- _Excerpted text_:
▬▬▬▬▬▬

The premier and attorney general of Quebec, Maurice Duplessis, was a dictator who, according to Quebec historian Gérard Pelletier, inflicted upon the province “a twenty-year reign of lies, injustice and corruption, the systematic misuse of power, the sway of small minds and the triumph of stupidity.” Duplessis consolidated his political power by working hand in glove with Roman Catholic Cardinal Villeneuve.
By the early 1940’s, there were 300 Witnesses in Quebec. Many, including my brother Joe, were pioneers from other parts of Canada. As the preaching work increased in Quebec, the local police, under pressure from the clergy, retaliated by harassing the Witnesses with repeated arrests and by misapplying commercial bylaws to our religious activities.
I was traveling between Toronto and Quebec so often that I was eventually assigned to move to Quebec to assist non-Witness lawyers who were representing our Christian brothers and sisters. Every day my first job was to find out how many had been arrested the day before and hurry to the local courthouse to arrange bail. Fortunately, a well-to-do Witness, Frank Roncarelli, supplied bail in many of these cases.
From 1944 to 1946, the number of prosecutions for alleged bylaw violations soared from 40 to 800! Not only were public authorities arresting and harassing Witnesses continuously but unruly mobs, incited by the Catholic clergy, were also attacking them.
On November 2 and 3, 1946, a special meeting was held in Montreal to address this crisis. Brother Knorr gave the last talk, entitled “What Shall We Do?” All in attendance were delighted to hear his answer—he read aloud the now historic document Quebec’s Burning Hate for God and Christ and Freedom Is the Shame of All Canada. It was a sizzling four-page tract—a detailed exposé with names, dates, and places of clergy-instigated riots, police brutality, arrests, and mob violence against Jehovah’s Witnesses in Quebec. Distribution began across Canada just 12 days later.

▬▬▬▬▬▬

- _Dataset records_:
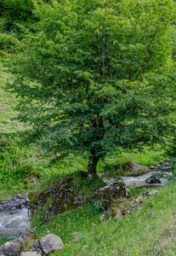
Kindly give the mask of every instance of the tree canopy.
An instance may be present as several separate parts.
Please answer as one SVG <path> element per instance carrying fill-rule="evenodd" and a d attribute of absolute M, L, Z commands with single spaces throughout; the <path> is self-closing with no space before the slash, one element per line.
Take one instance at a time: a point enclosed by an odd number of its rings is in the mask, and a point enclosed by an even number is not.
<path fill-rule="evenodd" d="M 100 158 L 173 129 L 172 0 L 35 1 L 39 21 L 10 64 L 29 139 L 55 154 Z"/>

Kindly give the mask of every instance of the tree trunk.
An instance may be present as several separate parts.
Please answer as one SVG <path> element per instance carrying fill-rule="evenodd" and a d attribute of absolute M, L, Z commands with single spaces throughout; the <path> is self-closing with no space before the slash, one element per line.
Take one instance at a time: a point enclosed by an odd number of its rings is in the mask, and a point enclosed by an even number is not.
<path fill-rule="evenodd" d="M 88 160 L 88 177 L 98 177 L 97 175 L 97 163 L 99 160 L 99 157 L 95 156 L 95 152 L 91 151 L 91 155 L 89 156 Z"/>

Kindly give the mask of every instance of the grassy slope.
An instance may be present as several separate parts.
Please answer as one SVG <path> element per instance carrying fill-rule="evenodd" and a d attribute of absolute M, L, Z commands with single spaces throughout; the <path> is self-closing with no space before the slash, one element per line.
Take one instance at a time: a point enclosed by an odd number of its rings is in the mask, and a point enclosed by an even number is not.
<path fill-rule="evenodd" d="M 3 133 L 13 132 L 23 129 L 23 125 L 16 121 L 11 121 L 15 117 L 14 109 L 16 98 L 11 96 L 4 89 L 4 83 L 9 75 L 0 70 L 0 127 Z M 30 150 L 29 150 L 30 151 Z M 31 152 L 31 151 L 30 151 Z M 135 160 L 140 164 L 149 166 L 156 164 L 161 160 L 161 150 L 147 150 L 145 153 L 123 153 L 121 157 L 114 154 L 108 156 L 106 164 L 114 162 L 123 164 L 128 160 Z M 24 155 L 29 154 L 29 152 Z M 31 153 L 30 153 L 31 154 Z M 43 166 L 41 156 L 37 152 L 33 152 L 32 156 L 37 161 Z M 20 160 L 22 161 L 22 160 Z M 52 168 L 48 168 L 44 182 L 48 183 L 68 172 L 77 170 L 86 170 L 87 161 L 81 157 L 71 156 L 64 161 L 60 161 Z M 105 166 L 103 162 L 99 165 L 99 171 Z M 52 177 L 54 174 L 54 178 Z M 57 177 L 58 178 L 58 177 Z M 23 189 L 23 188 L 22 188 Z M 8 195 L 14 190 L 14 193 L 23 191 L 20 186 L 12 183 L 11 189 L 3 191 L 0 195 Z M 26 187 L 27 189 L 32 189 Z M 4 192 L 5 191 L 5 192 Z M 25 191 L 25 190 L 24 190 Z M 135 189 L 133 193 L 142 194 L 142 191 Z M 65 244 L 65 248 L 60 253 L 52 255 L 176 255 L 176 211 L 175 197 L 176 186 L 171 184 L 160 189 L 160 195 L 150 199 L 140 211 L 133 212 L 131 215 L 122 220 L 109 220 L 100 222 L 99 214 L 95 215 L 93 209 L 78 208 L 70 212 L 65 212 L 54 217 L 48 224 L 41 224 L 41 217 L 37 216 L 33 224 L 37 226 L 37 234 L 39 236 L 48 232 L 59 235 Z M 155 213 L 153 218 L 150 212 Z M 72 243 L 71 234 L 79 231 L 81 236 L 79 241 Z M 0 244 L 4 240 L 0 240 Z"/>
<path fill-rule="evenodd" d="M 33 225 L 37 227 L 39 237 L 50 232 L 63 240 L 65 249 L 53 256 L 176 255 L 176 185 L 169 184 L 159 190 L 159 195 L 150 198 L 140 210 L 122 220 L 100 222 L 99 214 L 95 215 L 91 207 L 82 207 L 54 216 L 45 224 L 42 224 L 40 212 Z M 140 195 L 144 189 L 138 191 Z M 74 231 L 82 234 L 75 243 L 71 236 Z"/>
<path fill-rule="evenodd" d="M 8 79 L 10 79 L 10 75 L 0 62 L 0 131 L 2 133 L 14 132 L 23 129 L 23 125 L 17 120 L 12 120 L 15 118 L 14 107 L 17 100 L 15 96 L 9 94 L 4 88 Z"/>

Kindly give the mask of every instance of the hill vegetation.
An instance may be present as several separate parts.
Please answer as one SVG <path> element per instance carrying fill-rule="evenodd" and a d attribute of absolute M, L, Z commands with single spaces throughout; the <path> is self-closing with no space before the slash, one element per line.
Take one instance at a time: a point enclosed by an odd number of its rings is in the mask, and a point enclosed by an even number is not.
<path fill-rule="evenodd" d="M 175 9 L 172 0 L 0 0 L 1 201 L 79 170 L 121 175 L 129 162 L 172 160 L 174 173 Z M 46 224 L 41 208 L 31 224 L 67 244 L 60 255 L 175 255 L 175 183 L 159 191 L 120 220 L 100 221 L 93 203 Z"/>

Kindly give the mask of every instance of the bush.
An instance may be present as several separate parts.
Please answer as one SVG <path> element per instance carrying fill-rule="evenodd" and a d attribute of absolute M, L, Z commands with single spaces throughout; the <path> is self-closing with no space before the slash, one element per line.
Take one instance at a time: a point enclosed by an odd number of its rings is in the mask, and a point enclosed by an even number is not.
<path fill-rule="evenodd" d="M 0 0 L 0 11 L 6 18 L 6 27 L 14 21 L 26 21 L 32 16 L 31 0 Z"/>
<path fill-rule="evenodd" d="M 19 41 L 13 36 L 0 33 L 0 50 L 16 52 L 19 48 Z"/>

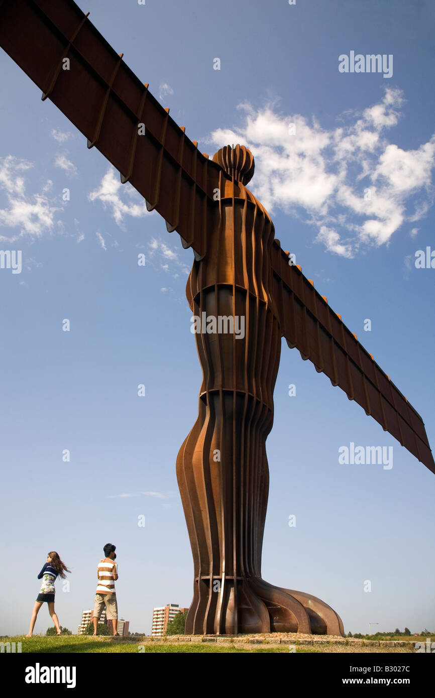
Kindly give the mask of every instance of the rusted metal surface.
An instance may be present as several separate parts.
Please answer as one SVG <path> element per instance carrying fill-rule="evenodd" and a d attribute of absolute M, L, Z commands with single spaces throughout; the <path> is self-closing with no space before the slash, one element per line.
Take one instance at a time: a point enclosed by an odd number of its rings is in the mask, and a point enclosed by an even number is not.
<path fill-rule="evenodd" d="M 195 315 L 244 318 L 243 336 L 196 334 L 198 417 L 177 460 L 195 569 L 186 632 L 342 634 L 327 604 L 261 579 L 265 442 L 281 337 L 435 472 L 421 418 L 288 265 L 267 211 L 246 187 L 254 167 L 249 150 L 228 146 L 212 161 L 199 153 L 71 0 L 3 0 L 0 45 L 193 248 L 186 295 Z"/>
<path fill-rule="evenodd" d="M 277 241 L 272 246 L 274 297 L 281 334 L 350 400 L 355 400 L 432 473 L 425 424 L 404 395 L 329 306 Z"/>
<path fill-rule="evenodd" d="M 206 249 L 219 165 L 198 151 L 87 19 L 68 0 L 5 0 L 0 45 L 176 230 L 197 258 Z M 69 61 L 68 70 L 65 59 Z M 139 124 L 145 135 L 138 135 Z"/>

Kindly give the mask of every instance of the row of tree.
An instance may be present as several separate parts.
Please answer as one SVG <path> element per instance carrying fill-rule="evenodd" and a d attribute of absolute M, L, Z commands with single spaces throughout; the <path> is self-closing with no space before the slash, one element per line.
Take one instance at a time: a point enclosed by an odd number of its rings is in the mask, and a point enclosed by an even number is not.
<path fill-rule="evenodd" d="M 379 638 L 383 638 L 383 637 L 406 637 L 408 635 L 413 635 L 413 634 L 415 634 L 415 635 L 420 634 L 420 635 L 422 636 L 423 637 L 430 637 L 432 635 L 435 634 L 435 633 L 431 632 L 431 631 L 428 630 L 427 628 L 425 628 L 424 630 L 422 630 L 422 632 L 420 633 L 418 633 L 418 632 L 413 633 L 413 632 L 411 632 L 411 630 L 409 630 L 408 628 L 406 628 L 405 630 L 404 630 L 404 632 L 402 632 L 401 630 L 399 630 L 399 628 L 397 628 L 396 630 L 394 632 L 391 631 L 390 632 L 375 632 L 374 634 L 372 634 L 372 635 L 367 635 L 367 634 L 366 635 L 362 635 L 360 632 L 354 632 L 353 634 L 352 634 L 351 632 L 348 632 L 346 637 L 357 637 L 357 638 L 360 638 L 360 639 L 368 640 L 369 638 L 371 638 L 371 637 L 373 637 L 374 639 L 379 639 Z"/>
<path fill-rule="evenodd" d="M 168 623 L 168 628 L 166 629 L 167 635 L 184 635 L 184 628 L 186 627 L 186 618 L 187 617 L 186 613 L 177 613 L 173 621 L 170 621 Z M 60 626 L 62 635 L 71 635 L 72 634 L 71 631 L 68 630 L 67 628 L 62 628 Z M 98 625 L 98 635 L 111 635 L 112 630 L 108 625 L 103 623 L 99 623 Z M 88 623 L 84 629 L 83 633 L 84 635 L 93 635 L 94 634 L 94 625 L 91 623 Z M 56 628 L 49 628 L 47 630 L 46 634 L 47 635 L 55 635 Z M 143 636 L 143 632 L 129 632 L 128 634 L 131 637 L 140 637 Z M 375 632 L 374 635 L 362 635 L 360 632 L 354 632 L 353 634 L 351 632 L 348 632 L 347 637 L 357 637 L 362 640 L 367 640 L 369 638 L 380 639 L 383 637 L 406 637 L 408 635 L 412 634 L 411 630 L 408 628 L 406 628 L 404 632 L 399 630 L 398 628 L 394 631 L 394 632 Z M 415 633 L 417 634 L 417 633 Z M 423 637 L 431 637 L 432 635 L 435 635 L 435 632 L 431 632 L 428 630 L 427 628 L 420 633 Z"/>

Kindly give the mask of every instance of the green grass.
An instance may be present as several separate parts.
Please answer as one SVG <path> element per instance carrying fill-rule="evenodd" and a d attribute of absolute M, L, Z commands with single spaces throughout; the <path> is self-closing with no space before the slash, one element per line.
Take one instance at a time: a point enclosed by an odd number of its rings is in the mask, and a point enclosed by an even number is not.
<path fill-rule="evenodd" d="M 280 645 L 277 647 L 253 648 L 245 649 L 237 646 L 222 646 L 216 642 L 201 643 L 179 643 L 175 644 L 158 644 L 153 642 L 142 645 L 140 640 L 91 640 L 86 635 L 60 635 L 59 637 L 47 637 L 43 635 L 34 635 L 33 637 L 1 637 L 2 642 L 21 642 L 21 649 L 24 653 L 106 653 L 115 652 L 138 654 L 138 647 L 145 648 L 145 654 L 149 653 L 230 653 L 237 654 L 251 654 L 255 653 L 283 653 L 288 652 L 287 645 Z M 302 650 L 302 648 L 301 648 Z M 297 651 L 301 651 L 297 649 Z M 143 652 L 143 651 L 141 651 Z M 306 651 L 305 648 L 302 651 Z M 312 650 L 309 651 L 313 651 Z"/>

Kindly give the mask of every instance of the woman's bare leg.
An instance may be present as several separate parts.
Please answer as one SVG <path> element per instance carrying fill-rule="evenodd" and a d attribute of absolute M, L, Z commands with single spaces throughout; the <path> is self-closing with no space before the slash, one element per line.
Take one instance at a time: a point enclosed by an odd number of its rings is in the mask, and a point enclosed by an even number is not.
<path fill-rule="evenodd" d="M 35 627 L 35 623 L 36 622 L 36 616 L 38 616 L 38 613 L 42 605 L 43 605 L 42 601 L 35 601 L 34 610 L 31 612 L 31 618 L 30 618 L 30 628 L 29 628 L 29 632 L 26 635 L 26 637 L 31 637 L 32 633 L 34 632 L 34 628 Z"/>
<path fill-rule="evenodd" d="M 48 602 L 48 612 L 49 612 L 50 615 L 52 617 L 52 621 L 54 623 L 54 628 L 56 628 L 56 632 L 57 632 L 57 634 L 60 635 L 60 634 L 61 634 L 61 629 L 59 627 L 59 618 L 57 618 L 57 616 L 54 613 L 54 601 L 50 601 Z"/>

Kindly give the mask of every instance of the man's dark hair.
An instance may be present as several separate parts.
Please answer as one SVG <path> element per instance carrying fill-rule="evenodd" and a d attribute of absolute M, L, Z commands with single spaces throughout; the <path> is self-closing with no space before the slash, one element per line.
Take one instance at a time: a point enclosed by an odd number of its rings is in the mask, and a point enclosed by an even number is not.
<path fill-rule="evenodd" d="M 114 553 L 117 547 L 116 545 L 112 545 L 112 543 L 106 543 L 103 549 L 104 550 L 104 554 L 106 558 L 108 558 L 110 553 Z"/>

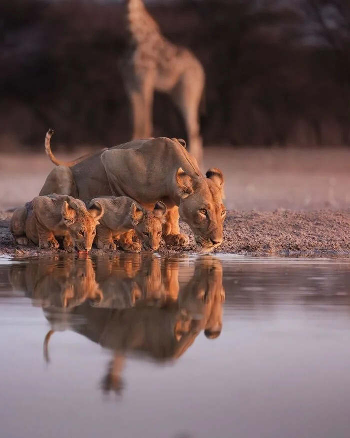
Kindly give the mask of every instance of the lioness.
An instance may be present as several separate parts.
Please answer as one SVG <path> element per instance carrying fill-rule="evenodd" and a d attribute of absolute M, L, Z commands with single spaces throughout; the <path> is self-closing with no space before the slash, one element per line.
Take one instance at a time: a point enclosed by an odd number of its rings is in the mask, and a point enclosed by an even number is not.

▬▬▬▬▬▬

- _Written task 1_:
Rewrite the part of the account of Witnesses in Quebec that opens with the words containing "The premier and" and closes with "our religious activities.", replacing "clergy" with "priesthood".
- _Written task 2_:
Extend the account of the Witnesses in Quebec with the passage that would follow its final sentence.

- _Exercise result 1_:
The premier and attorney general of Quebec, Maurice Duplessis, was a dictator who, according to Quebec historian Gérard Pelletier, inflicted upon the province “a twenty-year reign of lies, injustice and corruption, the systematic misuse of power, the sway of small minds and the triumph of stupidity.” Duplessis consolidated his political power by working hand in glove with Roman Catholic Cardinal Villeneuve.
By the early 1940’s, there were 300 Witnesses in Quebec. Many, including my brother Joe, were pioneers from other parts of Canada. As the preaching work increased in Quebec, the local police, under pressure from the priesthood, retaliated by harassing the Witnesses with repeated arrests and by misapplying commercial bylaws to our religious activities.

- _Exercise result 2_:
Within days, Duplessis announced publicly a “war without mercy” against Jehovah’s Witnesses. But unwittingly he worked in our favor. How so? By directing that anyone distributing Quebec’s Burning Hate be charged with sedition—a very serious crime that would lead us out of the Quebec courts and into the Supreme Court of Canada. In his rage, Duplessis recklessly ignored that consequence. Then he personally ordered the cancellation of the liquor license of Frank Roncarelli, who had been our main source of bail. With no wine available, Brother Roncarelli’s fine restaurant in Montreal was closed in a matter of months, and he was financially ruined.
Arrests multiplied. Instead of 800 prosecutions, we soon faced 1,600. Many lawyers and judges complained that all these cases of Jehovah’s Witnesses were clogging the Quebec courts. In response, we would suggest an easy remedy: Let the police arrest the criminals instead of the Christians. That would solve the problem!
Two courageous Jewish lawyers, A. L. Stein of Montreal and Sam S. Bard of Quebec City, assisted by acting for us in many cases, especially before I was admitted to the Quebec bar in 1949. Pierre Elliott Trudeau, later prime minister of Canada, wrote that Jehovah’s Witnesses in Quebec had “been mocked, persecuted, and hated by our entire society; but they have managed by legal means to fight Church, government, nation, police, and public opinion.”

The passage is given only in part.